## SET PROBLEM 1
Can you sum up the Future of TV Briefing below in two sentences?

::: SELECTION

This week’s Future of TV Briefing picks out some of the big questions that TV and streaming ad buyers are puzzling over as Netflix prepares to launch an ad-supported tier.

  • Nextflix
  • Warner Bros. Discovery’s Q1 2022 earnings report
  • Streaming steals share of TV watch time despite downtick
  • Netflix’s belt-tightening, CNN+ autopsies, YouTube’s FreeWheel deal and more

Nextflix

The key hits:

  • Who will oversee ad sales?
  • What ad formats will Netflix sell and how will they be sold?
  • Will Netflix sell targeted ads?
  • Will Netflix open itself up to third-party measurement providers?
  • Will Netflix’s ad-supported tier contribute to a socioeconomic imbalance among ad-supported audiences?

What if Netflix were to acquire Paramount?

::::::
::: DATA RECORDS

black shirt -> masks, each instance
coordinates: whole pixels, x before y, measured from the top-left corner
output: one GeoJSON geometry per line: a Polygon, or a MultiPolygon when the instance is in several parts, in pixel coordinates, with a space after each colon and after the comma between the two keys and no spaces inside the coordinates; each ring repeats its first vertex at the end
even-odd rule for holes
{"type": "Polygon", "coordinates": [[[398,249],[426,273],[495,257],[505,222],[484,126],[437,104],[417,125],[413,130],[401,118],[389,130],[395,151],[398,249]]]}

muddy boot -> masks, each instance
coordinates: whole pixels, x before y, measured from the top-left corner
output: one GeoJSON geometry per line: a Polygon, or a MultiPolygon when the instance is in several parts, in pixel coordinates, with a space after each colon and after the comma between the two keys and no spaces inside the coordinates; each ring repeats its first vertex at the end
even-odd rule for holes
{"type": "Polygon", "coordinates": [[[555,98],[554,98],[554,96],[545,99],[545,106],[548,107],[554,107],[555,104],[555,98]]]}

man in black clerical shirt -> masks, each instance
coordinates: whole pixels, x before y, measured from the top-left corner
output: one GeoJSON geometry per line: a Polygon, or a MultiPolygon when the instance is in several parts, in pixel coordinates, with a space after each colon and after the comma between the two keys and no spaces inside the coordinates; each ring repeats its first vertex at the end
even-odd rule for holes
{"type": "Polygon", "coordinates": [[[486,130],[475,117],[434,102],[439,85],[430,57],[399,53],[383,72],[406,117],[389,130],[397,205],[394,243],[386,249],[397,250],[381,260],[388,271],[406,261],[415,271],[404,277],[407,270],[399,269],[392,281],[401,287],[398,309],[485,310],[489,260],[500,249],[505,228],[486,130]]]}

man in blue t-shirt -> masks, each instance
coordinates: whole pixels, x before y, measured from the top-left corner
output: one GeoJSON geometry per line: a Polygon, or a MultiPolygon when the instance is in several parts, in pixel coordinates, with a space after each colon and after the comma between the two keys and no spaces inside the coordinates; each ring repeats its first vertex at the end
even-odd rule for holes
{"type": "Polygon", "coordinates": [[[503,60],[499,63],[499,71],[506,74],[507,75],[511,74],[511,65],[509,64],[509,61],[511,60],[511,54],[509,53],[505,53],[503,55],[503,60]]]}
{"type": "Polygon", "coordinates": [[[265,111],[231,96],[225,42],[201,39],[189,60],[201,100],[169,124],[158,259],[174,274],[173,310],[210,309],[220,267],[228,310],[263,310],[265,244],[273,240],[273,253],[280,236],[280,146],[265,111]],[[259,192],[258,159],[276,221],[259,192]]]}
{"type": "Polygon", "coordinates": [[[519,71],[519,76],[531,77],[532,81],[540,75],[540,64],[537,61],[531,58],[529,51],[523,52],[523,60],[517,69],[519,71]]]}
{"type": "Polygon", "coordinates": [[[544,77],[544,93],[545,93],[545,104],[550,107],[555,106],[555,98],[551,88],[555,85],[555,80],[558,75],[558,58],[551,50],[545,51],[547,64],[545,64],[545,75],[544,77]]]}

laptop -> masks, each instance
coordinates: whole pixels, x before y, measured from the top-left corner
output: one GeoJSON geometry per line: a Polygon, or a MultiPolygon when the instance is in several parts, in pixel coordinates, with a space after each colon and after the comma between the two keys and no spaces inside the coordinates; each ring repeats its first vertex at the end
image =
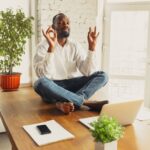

::::::

## SET PROBLEM 2
Could you rewrite the rows from the line with "laptop -> masks, each instance" through the end of the rows, replacing "vertex" with "point", and leave the picture out?

## FULL RESPONSE 1
This week's Future of TV Briefing highlights major questions that TV and streaming ad buyers are puzzling over as Netflix prepares to launch an ad-supported tier. Those questions include who will oversee ad sales, what ad formats Netflix will sell and how, whether it will sell targeted ads, whether it will open itself up to third-party measurement providers, and whether the tier will contribute to a socioeconomic imbalance among ad-supported audiences.

## FULL RESPONSE 2
laptop -> masks, each instance
coordinates: whole pixels, x before y, measured from the top-left corner
output: one GeoJSON geometry per line: a Polygon, or a MultiPolygon when the instance is in several parts, in pixel coordinates, with a space after each colon and after the comma between the two keys and no spaces inside the coordinates; each ring repeats its first point at the end
image =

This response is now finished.